課題 A> 以下の一覧のうち、「spot dark background | bbox」を含む行から一覧の末尾までを書き出し、解答にある座標の数値すべてに121を加えてオフセットしてください。指示文と出力例の数値はそのままにしてください。

抜粋本文>
^^^^^^^^

61号車と96号車は共にダンロップユーザー。持ち込んだタイヤの種類が多少違っていた可能性はあるが、タイヤがこの0.757秒差の大きなファクターになったとは考えづらい。もちろん61号車のBoP重量増加も一因になった可能性はある。その他に考えられるのは、シンプルなセットアップの仕上がりの違い、それともBRZとRC Fの車両特性の違いか……そう水を向けると、小澤総監督は今回の路面コンディションがBRZよりもRC Fに合っていた可能性を指摘した。
今回は予選直前になってにわか雨が降ったことにより、GT300の予選Q1はちょい濡れのダンプコンディションとなっていた。そしてQ2が行なわれる頃には完全ドライコンディションになっていたものの、ラバーグリップが十分に得られる状態ではなかった。
「今回は路面にラバーがのっていない状況でのQ2でした」と小澤総監督は切り出した。
「こういう状況では、パワーウエイトレシオの良いクルマの方が速く走りやすいと言えば走りやすいです。我々のようにコーナリングのボトムスピードをあげて、とにかく脱出を速くすることでタイムを稼ぐ、というのがやりにくい。そういう意味では路面コンディションはタイム差に出ていたかなと思います」
決勝レースは3番グリッドからスタートすることになる61号車。ここ数年はとにかくポールポジションから逃げ切るレースでタイトルを争ってきたが、今年は例年と比べるとバトルで前に行くことができていると、決勝に向けて自信をのぞかせる。
ではなぜ、今季は追い上げのレースができるようになったのか? 「それは色々な要素がありますけどね」と苦笑する小澤総監督だが、そこからさらにこう続けた。
「F1でも話題になっていることですが、(先行車の)後ろについたときの空力面などを少しずつ考えてやってきたら、意外とコース上で戦えるようになってきたな、という感触です」
61号車は今季、GT300車両規定の変更箇所に合わせてフロントカウルとアンダーフロアを改良。車両上面よりもアンダーフロアでの空力が重視されるようなコンセプトにレギュレーションが変わったことで、前のマシンに追従した時のエアロバランスが崩れにくくなったのではないかと小澤総監督は考えており、「非常によく調整されているなと(笑)」と締めくくった。

^^^^^^^^

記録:
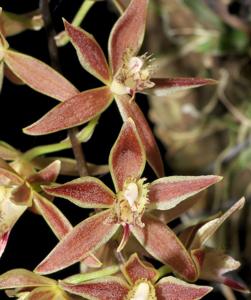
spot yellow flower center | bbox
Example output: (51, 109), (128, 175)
(127, 279), (157, 300)
(114, 178), (148, 227)
(111, 50), (154, 95)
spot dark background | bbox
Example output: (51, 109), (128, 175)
(0, 0), (248, 300)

^^^^^^^^

課題 B> 上の抜粋本文によると、GT300の予選Q1はどのような路面コンディションで行われましたか。

解答 A>
spot dark background | bbox
Example output: (51, 109), (128, 175)
(121, 121), (369, 421)

解答 B> 予選直前のにわか雨で、ちょい濡れのダンプコンディションでした。